(PROVIDED TEXT)
Lisa Brady’s War Upon the Land marks the publication of the first full-length environmental history of the Civil War. While Brady’s chosen case studies—Ulysses S. Grant’s Vicksburg campaign, Philip Sheridan’s 1864 [End Page 280] Shenandoah Valley campaign, and William T. Sherman’s marches through Georgia and the Carolinas—are familiar stories, as is Grant’s evolution toward the strategy of exhaustion, the lens through which these developments are viewed is new. Brady deconstructs the winning U.S. strategy to reveal that its success was bound up in America’s most important nineteenth-century relationship to nature: control. Controlling the “wilderness” was most often achieved through agriculture but also, in a time of war, through military strategic planning. Union generals ultimately undermined Confederate citizens’ capacities to produce food and to manage the uncertainties of nature, from the disease that threatened their bodies to the mercurial weather that endangered their crops. What remained of the South at the end of 1865 was not a literal wasteland but a ruined landscape: “the product of a community’s relationship with the surrounding natural environment” (92). The Confederacy was rendered temporarily ecologically dependent on the United States and so surrendered.

(DATASET)
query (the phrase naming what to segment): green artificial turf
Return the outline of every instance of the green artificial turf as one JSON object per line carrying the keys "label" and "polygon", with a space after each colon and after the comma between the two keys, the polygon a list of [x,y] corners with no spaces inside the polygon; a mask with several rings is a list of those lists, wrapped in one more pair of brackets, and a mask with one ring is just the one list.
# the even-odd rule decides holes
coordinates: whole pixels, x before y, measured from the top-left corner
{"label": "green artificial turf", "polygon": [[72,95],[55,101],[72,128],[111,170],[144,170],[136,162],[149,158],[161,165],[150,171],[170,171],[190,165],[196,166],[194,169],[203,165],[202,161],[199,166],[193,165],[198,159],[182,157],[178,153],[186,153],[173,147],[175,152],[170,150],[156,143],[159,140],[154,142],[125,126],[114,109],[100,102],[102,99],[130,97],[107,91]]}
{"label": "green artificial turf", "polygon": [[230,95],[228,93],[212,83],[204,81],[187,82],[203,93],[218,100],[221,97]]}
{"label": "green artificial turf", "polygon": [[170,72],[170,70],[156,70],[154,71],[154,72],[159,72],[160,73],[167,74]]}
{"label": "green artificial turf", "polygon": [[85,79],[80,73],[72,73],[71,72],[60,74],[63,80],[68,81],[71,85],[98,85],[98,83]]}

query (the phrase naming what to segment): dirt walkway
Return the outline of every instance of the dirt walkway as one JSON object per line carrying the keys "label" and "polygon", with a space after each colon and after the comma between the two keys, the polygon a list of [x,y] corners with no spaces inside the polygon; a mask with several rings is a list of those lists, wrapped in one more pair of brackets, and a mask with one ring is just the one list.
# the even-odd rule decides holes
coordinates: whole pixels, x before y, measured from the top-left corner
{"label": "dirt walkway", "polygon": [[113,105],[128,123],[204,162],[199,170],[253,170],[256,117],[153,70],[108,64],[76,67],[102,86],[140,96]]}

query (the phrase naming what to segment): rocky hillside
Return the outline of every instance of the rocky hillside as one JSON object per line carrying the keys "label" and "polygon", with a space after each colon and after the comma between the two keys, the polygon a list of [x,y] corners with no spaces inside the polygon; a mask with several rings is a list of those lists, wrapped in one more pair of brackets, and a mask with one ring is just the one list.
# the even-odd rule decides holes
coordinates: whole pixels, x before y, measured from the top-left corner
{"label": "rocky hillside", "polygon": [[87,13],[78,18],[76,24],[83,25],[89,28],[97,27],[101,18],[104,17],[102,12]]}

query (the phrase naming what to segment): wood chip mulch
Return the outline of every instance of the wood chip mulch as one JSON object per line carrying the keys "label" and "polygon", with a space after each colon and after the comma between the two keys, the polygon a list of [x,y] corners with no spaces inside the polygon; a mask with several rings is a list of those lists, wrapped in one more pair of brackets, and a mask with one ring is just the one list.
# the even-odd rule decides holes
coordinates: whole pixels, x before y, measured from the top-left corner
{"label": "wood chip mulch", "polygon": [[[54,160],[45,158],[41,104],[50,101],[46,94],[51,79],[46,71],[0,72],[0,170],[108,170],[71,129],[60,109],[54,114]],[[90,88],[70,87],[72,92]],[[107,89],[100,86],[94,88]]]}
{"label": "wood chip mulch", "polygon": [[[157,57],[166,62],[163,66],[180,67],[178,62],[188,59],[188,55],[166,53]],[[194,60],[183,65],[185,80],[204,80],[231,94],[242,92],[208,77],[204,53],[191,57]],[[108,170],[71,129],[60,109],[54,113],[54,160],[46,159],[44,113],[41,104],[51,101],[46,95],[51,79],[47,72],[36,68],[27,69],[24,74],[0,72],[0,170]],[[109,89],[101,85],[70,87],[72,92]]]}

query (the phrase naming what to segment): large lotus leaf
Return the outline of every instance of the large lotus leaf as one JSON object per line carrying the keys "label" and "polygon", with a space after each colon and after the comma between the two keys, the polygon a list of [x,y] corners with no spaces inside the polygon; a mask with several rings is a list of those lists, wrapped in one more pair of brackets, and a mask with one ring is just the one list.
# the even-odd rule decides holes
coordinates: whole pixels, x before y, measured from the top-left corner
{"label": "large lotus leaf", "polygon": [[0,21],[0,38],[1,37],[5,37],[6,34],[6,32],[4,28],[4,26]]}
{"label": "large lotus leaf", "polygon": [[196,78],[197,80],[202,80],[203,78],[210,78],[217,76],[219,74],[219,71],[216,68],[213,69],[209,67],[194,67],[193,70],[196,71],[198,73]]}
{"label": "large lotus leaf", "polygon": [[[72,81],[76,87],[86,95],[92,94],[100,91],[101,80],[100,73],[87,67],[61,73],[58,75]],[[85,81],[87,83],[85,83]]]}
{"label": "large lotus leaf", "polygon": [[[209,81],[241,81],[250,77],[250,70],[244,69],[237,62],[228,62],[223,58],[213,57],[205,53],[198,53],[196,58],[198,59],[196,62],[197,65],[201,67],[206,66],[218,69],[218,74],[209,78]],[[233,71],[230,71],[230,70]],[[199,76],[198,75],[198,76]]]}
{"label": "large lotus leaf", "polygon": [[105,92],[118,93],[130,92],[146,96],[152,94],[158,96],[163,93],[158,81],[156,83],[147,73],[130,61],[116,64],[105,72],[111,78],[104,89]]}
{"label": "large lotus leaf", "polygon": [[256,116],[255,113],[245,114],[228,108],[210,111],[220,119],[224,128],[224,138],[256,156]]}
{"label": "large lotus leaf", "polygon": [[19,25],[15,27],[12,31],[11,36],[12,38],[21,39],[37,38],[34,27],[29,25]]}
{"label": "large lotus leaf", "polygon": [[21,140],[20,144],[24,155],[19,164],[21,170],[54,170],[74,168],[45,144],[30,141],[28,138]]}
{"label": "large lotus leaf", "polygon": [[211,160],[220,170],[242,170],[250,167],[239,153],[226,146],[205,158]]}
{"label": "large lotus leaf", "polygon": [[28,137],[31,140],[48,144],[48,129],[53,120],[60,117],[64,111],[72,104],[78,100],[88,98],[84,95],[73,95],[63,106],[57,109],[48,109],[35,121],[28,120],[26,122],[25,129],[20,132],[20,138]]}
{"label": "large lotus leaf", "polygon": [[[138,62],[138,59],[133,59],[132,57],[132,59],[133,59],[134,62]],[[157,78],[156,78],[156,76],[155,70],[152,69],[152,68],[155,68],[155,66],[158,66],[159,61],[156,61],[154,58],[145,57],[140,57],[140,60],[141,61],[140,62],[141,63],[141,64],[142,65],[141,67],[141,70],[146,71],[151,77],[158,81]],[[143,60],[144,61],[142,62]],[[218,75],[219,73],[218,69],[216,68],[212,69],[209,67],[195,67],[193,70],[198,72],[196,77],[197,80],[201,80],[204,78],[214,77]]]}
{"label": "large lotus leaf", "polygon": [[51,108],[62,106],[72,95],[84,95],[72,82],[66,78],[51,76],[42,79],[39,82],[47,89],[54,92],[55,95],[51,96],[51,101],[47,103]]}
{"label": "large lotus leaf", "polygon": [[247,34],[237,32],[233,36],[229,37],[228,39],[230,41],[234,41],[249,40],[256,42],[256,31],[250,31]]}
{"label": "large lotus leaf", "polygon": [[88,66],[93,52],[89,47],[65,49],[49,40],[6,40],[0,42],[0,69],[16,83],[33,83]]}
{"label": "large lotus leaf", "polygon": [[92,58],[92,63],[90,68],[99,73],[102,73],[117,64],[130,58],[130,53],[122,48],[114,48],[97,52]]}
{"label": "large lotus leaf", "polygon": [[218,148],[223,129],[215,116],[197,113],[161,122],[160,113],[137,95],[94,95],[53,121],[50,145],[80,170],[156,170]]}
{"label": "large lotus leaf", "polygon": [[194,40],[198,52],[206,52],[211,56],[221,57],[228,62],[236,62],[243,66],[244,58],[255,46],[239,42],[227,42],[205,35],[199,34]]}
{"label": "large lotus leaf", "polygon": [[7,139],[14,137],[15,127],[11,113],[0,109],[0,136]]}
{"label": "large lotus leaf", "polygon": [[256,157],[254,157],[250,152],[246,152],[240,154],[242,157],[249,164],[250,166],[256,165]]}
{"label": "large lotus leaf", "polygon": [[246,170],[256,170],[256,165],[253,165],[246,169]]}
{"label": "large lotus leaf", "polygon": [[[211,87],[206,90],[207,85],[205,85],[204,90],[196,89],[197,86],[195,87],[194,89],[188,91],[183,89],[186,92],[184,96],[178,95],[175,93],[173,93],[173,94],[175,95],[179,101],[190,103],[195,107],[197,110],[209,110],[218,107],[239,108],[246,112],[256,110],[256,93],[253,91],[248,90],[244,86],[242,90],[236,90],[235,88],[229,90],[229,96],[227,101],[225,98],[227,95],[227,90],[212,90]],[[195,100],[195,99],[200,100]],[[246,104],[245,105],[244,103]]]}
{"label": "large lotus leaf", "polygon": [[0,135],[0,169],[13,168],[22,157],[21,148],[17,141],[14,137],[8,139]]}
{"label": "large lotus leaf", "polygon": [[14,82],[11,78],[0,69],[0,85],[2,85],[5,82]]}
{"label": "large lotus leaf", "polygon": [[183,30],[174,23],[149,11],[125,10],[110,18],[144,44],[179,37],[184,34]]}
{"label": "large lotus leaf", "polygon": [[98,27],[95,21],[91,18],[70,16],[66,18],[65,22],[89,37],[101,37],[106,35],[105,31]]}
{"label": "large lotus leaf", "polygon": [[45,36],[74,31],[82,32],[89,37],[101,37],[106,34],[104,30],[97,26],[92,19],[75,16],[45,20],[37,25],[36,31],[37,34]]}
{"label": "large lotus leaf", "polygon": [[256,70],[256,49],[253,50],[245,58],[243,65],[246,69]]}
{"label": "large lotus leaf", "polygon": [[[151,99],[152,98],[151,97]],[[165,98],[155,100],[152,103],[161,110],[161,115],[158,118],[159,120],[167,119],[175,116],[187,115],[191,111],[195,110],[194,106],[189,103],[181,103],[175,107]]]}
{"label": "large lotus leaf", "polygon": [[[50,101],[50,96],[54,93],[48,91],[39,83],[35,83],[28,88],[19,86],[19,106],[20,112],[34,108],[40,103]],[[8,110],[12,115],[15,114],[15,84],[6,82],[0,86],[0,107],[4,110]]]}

(YOUR ASSIGNMENT)
Answer these from the review of War Upon the Land:
(a) Which three case studies does Brady choose?
(b) What relationship to nature does the review call America's most important in the nineteenth century?
(c) What did the South become by the end of 1865 instead of a literal wasteland?
Use only the review to answer, not the data.

(EXERCISE ANSWER)
(a) Ulysses S. Grant's Vicksburg campaign, Philip Sheridan's 1864 Shenandoah Valley campaign, and William T. Sherman's marches through Georgia and the Carolinas
(b) Control
(c) A ruined landscape